The task: Please copy every line from the following entries in which the word "house" appears.

Recorded data:
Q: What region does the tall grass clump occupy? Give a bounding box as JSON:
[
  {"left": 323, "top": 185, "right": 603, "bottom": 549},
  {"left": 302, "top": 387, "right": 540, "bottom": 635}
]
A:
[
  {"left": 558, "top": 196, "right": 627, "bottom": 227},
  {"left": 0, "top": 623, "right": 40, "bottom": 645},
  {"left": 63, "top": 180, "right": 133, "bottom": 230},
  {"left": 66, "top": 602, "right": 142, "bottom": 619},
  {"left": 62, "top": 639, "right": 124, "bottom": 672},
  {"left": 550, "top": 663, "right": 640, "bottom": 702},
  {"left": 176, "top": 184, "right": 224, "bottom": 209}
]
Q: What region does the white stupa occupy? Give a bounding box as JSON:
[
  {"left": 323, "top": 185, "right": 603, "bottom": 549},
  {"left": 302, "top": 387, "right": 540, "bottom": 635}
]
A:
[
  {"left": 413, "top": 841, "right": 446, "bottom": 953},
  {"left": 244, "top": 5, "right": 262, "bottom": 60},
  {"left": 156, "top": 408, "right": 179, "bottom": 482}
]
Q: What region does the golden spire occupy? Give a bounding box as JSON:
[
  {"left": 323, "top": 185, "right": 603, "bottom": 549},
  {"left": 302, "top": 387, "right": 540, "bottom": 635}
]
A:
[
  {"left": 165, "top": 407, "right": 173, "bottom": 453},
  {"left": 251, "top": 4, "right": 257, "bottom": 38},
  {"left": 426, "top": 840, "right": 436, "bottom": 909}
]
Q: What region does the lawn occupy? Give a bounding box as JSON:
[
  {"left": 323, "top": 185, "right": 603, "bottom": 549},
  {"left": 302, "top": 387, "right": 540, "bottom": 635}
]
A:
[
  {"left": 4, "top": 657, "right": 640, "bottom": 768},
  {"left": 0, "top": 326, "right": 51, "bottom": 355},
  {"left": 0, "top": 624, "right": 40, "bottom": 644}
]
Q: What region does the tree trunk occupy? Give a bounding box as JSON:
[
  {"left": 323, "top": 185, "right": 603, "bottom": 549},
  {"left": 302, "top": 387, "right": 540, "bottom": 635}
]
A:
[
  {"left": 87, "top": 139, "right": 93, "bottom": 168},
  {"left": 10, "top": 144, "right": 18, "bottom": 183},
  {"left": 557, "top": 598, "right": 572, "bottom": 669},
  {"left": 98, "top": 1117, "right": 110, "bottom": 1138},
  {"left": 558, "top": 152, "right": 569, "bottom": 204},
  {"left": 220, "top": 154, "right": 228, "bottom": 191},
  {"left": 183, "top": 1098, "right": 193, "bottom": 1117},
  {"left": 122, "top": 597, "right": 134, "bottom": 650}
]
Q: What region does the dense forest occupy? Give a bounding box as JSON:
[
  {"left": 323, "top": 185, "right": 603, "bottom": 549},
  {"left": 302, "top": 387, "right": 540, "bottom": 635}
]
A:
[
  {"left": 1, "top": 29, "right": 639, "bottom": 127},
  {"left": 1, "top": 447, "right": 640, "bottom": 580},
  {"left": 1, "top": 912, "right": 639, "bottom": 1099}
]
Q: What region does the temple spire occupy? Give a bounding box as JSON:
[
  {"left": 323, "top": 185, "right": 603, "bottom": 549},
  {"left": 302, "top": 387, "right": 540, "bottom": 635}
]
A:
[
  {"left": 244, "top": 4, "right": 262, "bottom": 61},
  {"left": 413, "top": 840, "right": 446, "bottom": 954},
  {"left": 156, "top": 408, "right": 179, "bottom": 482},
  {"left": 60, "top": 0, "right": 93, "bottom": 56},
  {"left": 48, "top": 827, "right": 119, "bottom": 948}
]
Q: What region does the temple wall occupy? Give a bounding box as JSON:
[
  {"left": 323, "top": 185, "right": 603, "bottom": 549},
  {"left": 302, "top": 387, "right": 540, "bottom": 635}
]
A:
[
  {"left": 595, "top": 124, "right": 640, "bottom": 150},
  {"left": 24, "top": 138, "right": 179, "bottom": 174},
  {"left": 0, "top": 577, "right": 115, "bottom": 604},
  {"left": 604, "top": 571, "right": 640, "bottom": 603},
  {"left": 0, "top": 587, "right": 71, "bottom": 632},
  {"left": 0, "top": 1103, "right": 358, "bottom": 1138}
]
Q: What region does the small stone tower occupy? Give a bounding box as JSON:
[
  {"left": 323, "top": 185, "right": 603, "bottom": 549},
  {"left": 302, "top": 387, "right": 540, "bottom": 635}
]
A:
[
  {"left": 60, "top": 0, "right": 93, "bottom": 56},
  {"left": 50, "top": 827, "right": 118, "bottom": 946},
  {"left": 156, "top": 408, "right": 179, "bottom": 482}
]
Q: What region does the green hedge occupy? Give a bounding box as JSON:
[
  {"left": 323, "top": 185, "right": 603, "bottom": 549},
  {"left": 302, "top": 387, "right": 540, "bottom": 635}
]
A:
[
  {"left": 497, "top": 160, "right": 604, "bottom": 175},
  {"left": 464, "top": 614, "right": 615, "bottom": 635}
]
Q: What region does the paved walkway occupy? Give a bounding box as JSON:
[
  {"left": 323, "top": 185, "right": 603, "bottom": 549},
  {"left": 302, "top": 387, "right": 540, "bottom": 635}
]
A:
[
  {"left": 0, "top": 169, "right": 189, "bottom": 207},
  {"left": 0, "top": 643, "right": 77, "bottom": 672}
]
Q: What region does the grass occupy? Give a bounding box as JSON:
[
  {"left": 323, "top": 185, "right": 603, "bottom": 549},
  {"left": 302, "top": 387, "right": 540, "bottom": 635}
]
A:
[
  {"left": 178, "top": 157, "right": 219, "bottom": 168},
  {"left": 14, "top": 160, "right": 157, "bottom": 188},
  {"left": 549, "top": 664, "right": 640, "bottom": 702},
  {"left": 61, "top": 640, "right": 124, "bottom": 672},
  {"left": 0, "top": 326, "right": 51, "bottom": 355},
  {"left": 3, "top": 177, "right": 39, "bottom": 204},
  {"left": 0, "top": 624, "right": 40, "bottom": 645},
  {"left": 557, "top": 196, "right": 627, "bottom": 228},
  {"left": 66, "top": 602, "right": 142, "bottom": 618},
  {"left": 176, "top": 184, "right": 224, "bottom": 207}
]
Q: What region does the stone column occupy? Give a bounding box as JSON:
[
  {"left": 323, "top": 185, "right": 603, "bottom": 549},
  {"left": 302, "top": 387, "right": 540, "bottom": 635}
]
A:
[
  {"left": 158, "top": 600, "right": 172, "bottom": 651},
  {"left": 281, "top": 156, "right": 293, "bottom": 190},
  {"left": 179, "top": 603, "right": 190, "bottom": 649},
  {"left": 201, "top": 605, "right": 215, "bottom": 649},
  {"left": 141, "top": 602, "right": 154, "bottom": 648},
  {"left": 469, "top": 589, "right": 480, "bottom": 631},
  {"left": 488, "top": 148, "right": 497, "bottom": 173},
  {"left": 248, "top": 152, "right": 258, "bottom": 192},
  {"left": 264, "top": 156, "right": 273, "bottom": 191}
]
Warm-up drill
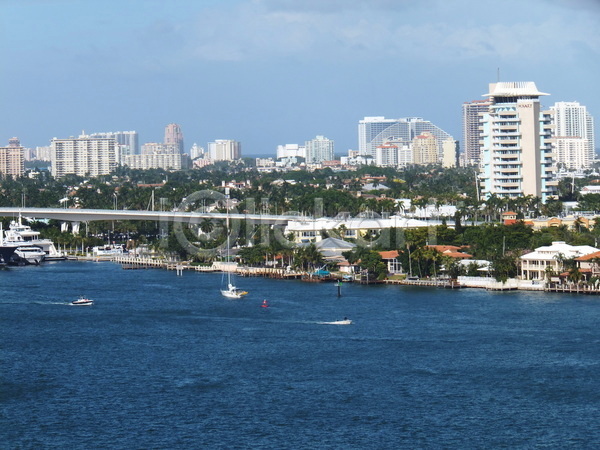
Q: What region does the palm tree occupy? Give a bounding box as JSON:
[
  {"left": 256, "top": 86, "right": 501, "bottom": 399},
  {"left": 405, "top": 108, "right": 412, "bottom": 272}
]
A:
[
  {"left": 199, "top": 218, "right": 214, "bottom": 234},
  {"left": 568, "top": 267, "right": 583, "bottom": 286},
  {"left": 544, "top": 265, "right": 555, "bottom": 286},
  {"left": 337, "top": 224, "right": 347, "bottom": 241}
]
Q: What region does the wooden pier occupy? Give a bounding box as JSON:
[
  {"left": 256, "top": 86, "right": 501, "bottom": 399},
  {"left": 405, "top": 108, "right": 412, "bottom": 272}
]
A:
[
  {"left": 386, "top": 279, "right": 465, "bottom": 289},
  {"left": 545, "top": 284, "right": 600, "bottom": 295}
]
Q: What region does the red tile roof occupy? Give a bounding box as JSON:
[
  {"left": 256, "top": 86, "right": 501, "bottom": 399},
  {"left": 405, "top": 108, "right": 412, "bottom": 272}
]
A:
[
  {"left": 379, "top": 250, "right": 399, "bottom": 259},
  {"left": 575, "top": 251, "right": 600, "bottom": 261}
]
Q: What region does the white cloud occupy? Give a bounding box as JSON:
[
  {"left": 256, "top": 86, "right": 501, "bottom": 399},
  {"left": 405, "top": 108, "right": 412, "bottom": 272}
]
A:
[{"left": 148, "top": 0, "right": 600, "bottom": 66}]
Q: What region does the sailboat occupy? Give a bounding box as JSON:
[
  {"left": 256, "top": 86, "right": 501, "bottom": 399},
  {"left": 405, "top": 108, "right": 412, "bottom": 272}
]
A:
[{"left": 220, "top": 188, "right": 248, "bottom": 299}]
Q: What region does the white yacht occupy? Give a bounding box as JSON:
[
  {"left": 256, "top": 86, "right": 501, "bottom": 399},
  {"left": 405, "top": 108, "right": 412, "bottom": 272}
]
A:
[
  {"left": 1, "top": 223, "right": 45, "bottom": 265},
  {"left": 7, "top": 217, "right": 65, "bottom": 261},
  {"left": 13, "top": 246, "right": 46, "bottom": 265},
  {"left": 92, "top": 245, "right": 125, "bottom": 257}
]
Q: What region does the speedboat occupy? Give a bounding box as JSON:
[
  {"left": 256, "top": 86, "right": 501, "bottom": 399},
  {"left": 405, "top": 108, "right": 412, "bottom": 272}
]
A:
[
  {"left": 319, "top": 318, "right": 352, "bottom": 325},
  {"left": 220, "top": 283, "right": 248, "bottom": 299},
  {"left": 71, "top": 296, "right": 94, "bottom": 306}
]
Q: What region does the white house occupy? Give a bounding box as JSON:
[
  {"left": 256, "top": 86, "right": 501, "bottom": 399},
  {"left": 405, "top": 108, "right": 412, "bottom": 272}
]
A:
[{"left": 520, "top": 241, "right": 599, "bottom": 281}]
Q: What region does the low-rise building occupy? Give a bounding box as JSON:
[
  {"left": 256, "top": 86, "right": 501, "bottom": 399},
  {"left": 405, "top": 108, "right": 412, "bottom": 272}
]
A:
[
  {"left": 528, "top": 216, "right": 592, "bottom": 231},
  {"left": 520, "top": 241, "right": 599, "bottom": 281},
  {"left": 285, "top": 216, "right": 430, "bottom": 244},
  {"left": 574, "top": 251, "right": 600, "bottom": 279},
  {"left": 379, "top": 250, "right": 402, "bottom": 274},
  {"left": 426, "top": 245, "right": 472, "bottom": 259}
]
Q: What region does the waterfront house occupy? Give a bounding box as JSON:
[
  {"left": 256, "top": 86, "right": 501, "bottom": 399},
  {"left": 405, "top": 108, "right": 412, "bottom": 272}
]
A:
[
  {"left": 520, "top": 241, "right": 599, "bottom": 281},
  {"left": 574, "top": 251, "right": 600, "bottom": 279},
  {"left": 378, "top": 250, "right": 402, "bottom": 274},
  {"left": 426, "top": 245, "right": 472, "bottom": 260},
  {"left": 314, "top": 237, "right": 356, "bottom": 261}
]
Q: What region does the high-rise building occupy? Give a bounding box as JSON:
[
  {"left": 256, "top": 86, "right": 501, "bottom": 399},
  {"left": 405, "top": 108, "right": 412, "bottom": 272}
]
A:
[
  {"left": 122, "top": 153, "right": 189, "bottom": 171},
  {"left": 462, "top": 99, "right": 491, "bottom": 165},
  {"left": 0, "top": 137, "right": 24, "bottom": 178},
  {"left": 89, "top": 131, "right": 139, "bottom": 155},
  {"left": 34, "top": 146, "right": 52, "bottom": 161},
  {"left": 305, "top": 135, "right": 334, "bottom": 164},
  {"left": 554, "top": 137, "right": 588, "bottom": 171},
  {"left": 358, "top": 116, "right": 453, "bottom": 160},
  {"left": 276, "top": 144, "right": 306, "bottom": 160},
  {"left": 141, "top": 143, "right": 180, "bottom": 155},
  {"left": 479, "top": 82, "right": 557, "bottom": 201},
  {"left": 550, "top": 101, "right": 595, "bottom": 170},
  {"left": 375, "top": 144, "right": 398, "bottom": 167},
  {"left": 442, "top": 138, "right": 458, "bottom": 168},
  {"left": 412, "top": 132, "right": 438, "bottom": 165},
  {"left": 208, "top": 140, "right": 241, "bottom": 161},
  {"left": 50, "top": 134, "right": 118, "bottom": 177},
  {"left": 164, "top": 123, "right": 184, "bottom": 154},
  {"left": 189, "top": 143, "right": 205, "bottom": 160}
]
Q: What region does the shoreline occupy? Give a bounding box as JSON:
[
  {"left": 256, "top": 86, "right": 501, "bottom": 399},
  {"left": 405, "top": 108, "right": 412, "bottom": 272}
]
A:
[{"left": 57, "top": 254, "right": 600, "bottom": 296}]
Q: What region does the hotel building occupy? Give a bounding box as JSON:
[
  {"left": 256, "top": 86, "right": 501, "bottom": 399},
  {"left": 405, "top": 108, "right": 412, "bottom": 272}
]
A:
[
  {"left": 358, "top": 116, "right": 453, "bottom": 161},
  {"left": 478, "top": 82, "right": 557, "bottom": 201}
]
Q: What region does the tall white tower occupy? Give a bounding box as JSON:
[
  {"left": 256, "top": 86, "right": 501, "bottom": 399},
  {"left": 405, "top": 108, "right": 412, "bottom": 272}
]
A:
[
  {"left": 550, "top": 101, "right": 595, "bottom": 170},
  {"left": 305, "top": 135, "right": 334, "bottom": 164},
  {"left": 479, "top": 82, "right": 557, "bottom": 201},
  {"left": 462, "top": 99, "right": 491, "bottom": 165}
]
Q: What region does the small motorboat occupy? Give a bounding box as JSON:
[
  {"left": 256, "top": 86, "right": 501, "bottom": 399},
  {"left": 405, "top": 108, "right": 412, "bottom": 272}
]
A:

Reply to the exercise:
Q: What region does the white house occupy? Give a bounding box as JSON:
Q: What region does the waterfront house occupy? Give a bounding box as JSON:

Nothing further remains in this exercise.